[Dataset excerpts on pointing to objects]
- - -

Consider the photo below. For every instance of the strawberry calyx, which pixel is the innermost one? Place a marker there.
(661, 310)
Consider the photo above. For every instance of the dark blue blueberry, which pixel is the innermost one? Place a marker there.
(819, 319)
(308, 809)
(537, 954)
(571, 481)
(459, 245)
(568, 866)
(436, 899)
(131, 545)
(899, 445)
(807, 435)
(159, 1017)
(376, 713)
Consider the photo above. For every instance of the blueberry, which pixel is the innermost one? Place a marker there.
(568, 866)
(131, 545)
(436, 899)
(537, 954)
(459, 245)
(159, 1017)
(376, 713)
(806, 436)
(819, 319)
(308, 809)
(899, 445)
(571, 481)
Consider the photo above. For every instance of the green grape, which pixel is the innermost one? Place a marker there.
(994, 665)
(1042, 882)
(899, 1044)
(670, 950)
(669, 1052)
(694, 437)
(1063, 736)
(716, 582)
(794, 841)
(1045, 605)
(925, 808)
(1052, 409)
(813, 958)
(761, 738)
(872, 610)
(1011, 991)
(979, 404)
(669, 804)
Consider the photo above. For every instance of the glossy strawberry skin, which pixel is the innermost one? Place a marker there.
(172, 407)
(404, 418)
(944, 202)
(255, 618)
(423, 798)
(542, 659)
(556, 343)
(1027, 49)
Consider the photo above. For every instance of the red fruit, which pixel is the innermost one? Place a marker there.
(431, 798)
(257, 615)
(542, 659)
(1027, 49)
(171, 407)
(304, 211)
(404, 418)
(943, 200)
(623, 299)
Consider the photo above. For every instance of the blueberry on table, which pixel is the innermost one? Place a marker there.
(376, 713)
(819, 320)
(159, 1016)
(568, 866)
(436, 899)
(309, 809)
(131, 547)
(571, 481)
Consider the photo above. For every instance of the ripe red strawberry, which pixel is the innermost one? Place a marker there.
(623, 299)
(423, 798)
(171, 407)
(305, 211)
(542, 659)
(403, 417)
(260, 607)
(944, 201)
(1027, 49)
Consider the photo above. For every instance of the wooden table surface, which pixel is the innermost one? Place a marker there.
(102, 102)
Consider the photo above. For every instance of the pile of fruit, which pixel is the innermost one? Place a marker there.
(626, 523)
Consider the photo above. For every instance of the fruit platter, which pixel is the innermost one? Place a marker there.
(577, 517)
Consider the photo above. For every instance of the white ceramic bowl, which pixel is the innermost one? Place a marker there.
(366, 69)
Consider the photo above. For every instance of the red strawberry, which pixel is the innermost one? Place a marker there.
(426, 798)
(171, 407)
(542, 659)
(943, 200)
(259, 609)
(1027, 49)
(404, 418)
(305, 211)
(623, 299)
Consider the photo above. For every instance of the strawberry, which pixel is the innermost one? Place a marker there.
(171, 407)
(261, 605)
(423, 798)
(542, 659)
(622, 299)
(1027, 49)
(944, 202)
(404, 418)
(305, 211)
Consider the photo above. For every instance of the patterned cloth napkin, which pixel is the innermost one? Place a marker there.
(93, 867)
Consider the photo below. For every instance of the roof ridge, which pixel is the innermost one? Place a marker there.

- - -

- **What is being asked**:
Starting with the line containing "Consider the photo above. For every instance of the patterned" and going on through the last line of the listing, rewrite those lines with "innermost" swapped for "central" and nothing else altered.

- **Finished task**:
Consider the photo above. For every instance of the patterned cloth napkin, which pixel is the central one? Place a marker there.
(93, 867)
Consider the photo below. For every instance of the roof ridge, which pixel is the central one? Place a marker there.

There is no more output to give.